▼
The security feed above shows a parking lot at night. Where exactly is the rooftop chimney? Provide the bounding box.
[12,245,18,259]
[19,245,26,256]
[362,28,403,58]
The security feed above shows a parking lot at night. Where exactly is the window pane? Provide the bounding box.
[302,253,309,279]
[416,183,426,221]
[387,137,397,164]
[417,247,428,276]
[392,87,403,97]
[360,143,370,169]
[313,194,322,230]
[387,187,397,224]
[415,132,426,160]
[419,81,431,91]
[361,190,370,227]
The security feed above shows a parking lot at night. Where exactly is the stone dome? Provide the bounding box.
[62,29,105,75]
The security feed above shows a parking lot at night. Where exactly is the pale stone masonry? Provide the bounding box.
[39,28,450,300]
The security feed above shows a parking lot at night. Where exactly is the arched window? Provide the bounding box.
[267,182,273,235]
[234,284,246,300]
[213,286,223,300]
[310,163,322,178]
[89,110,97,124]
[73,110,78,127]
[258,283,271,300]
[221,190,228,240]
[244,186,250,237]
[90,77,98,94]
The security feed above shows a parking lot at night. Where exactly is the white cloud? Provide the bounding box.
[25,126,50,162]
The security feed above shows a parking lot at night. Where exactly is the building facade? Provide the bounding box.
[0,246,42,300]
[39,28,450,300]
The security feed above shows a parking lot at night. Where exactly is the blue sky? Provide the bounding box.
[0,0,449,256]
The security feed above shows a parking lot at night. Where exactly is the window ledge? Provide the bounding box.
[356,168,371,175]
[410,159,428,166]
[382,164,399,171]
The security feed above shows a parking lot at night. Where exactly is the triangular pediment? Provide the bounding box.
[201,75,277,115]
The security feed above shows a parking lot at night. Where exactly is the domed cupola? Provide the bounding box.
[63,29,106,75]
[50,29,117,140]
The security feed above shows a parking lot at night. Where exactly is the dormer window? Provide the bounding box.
▲
Exercise instructions:
Write out word for word only the lines from the one with "masonry? Provide the bounding box." to the end of the material, both ends included.

Exercise output:
The security feed above shows a parking lot at night. Where exactly is the pale stone masonry? Provide the bounding box.
[39,28,450,300]
The security feed above shows a parking lot at night. Where exactly is the arched window? Provide the bounding box.
[267,182,273,235]
[234,284,246,300]
[213,286,223,300]
[310,163,322,178]
[89,110,97,124]
[73,110,78,127]
[258,283,271,300]
[221,190,228,240]
[244,186,250,237]
[90,77,98,94]
The security feed above shows a parking lot at night. Where exactly is the white cloud? Provide the bounding box.
[25,126,50,162]
The security feed above shows a parking lot at night. Where exactly is the building facade? Provide the bounding box.
[0,246,42,300]
[39,28,450,300]
The security feed above shows a parking lot at night. Where exactly is the blue sky? Provide the bounding box.
[0,0,449,256]
The security feed above shows a parking lot at night. Where exactly is the window ledge? Provide the bounding box.
[356,168,371,175]
[410,159,428,166]
[382,164,399,171]
The security feed above shows a parking lot at night. Where exactly is the triangular pediment? Provide the bounding box.
[201,75,277,115]
The security feed above shows a parking lot at night. Where exactly is the domed cupola? Provide the bounding box.
[63,29,106,75]
[50,29,117,140]
The security feed above shows a parking lot at night. Where exactly is the dormer window? Provide the bounding box.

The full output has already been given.